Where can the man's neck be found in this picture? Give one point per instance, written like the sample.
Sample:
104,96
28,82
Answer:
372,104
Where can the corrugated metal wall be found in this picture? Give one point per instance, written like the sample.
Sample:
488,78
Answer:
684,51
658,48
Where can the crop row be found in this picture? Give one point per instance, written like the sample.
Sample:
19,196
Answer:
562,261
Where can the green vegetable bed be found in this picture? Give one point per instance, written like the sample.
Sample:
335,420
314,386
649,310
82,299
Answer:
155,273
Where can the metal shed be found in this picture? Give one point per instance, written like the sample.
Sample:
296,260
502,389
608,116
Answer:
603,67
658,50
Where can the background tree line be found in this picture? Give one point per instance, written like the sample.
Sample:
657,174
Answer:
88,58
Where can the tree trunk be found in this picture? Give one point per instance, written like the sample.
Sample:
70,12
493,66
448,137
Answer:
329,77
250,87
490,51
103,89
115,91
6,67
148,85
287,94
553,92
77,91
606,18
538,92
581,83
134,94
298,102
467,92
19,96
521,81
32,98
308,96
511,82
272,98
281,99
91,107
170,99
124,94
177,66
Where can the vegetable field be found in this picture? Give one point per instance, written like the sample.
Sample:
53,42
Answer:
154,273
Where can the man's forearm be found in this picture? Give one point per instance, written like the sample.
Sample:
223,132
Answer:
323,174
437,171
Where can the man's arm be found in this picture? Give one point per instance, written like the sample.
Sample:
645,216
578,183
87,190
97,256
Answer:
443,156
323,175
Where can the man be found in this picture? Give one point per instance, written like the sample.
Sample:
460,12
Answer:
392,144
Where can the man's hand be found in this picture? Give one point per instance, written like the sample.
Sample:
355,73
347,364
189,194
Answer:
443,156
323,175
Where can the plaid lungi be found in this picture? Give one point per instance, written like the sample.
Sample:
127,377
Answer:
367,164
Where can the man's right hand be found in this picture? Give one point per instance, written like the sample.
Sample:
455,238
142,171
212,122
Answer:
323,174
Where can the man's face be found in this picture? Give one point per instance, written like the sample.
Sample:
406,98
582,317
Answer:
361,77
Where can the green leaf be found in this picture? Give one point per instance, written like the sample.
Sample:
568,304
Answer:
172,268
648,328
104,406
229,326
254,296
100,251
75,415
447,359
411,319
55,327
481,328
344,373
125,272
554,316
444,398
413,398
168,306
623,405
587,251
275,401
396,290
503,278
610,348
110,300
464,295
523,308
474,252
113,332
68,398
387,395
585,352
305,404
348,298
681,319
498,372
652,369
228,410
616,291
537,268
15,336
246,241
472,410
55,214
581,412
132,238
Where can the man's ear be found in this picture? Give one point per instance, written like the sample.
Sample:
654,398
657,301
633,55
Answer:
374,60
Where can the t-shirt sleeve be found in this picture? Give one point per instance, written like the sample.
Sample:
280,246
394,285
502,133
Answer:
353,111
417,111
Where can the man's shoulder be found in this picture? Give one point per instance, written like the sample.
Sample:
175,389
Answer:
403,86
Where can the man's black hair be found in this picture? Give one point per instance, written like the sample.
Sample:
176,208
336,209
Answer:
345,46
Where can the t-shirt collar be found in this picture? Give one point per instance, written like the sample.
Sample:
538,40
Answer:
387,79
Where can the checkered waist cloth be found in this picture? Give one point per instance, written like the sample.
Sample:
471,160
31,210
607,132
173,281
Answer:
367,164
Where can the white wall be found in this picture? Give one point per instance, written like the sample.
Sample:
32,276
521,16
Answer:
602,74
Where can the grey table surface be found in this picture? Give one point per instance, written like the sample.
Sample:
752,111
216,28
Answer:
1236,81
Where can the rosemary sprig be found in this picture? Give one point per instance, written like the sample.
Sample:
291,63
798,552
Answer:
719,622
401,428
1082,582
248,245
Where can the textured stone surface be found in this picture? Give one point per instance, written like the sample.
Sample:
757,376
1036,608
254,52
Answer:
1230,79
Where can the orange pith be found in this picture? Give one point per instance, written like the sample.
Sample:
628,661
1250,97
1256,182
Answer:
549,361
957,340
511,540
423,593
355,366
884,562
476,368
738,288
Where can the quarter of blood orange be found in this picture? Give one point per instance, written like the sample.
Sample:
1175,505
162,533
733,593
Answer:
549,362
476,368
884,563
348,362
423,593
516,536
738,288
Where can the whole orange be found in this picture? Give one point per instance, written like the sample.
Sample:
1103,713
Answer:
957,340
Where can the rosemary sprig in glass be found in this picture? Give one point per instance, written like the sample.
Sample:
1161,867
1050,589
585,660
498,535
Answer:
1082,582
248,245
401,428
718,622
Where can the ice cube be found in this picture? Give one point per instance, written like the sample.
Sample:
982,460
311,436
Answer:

::::::

### PROMPT:
Please copy out the items word for word, beginning with the line that contains "Where can the textured" and continuing through the end of the items, with both ends included.

### ANSWER FOR THE TASK:
Where can the textured stone surface be found in this picture? Give one point per instance, written like the sample.
Sample:
757,376
1036,608
254,52
Answer:
1230,79
Where can the orange pith be found in this picture? Give one point per instance, written like the sample.
Sample:
628,661
1250,97
1256,182
Answer:
549,361
957,340
511,540
423,593
355,366
884,562
476,368
738,288
Where can the quarter of blood orange be found in this picture? Give one point per instance, written like the sample.
Sample:
1175,505
162,533
733,593
Answer:
549,362
476,368
884,563
348,362
423,593
516,536
738,288
Where can the whole orange be found in this picture? Give one point per instance, written like the sample.
Sample:
1103,713
Answer:
957,340
Where can the rosemary sprig in glass be found in this picture? Give one point per instance, written like the sample.
Sample:
1161,867
1050,589
585,660
498,535
Answer:
1082,582
248,245
401,428
718,622
Where can the ice cube be found in this picture? Give one point per instance, written like the sample.
Sample:
982,460
311,436
Answer:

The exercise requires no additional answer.